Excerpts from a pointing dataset
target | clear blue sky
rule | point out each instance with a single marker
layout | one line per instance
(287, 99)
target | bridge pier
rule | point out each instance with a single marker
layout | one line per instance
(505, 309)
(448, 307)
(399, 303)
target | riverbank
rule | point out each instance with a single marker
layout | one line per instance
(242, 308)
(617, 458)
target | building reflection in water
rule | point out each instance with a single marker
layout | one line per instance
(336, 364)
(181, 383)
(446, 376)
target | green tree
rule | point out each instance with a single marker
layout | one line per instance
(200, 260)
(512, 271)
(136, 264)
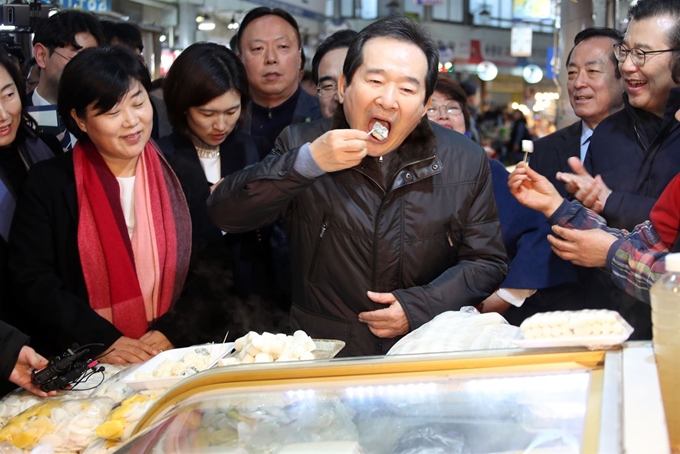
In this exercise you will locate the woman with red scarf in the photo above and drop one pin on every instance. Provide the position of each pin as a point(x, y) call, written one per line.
point(100, 241)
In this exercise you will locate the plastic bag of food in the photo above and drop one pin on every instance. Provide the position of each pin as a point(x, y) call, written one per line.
point(100, 446)
point(65, 425)
point(121, 421)
point(452, 331)
point(113, 386)
point(8, 448)
point(16, 402)
point(431, 439)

● **Short problem**
Can you reproduce every line of the records above verbatim, leaving the picture out?

● **In response**
target | clear blue sky
rule | point out each instance with a single marker
layout | one line per instance
(287, 99)
target | bridge pier
rule | point out each instance with a single marker
layout | one line per instance
(505, 309)
(448, 307)
(399, 303)
target | riverbank
rule | point out each instance with a single marker
layout | one line per instance
(242, 308)
(617, 458)
target | building reflection in water
rule | point out each instance with a single marker
layout | one line per instance
(336, 364)
(181, 383)
(446, 376)
target | green tree
rule | point out each instance with a single marker
layout | one line per instance
(200, 260)
(512, 271)
(136, 264)
In this exercise you will locate the woman with red scarf in the photo above and drop one pin on every instance. Provide the position of each pin as a point(x, y) call, written one per line.
point(100, 241)
In this exercise you will locate the plastic bag of food in the photo above and drop one pin on every instance. Provide the position of each pin as a point(x, y) call, written one per line.
point(100, 446)
point(65, 425)
point(121, 421)
point(452, 331)
point(113, 386)
point(8, 448)
point(16, 402)
point(431, 439)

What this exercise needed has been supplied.